• [Exercise requirements]:
How many lines in the items below contain the word "roof"? Reply with the number alone.

• [Data shown]:
'''

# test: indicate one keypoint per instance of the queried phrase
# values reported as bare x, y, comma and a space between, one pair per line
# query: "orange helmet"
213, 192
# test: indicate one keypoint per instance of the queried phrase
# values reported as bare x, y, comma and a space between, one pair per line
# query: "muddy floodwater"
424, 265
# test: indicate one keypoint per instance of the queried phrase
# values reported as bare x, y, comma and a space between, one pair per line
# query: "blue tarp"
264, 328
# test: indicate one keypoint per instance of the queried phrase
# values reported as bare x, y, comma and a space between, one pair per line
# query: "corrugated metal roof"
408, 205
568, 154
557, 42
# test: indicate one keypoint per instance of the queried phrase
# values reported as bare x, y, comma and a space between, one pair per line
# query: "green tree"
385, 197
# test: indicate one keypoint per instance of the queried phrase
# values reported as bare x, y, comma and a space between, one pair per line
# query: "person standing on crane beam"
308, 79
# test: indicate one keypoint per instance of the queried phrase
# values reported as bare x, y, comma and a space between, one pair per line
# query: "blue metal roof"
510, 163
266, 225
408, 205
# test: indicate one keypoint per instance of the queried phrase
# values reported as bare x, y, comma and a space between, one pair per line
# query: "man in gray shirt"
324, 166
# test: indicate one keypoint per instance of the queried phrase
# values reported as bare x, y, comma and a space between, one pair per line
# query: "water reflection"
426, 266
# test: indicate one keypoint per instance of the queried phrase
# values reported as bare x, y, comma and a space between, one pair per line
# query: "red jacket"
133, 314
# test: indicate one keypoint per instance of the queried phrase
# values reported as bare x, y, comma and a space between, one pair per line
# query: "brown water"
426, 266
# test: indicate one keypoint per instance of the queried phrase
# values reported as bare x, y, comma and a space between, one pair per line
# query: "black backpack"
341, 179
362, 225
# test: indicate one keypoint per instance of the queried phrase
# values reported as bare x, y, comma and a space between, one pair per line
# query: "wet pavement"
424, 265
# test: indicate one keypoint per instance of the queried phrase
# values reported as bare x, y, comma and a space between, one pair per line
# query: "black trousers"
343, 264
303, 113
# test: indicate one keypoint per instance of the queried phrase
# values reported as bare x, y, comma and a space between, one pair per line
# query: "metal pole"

'''

• [Complete response]:
2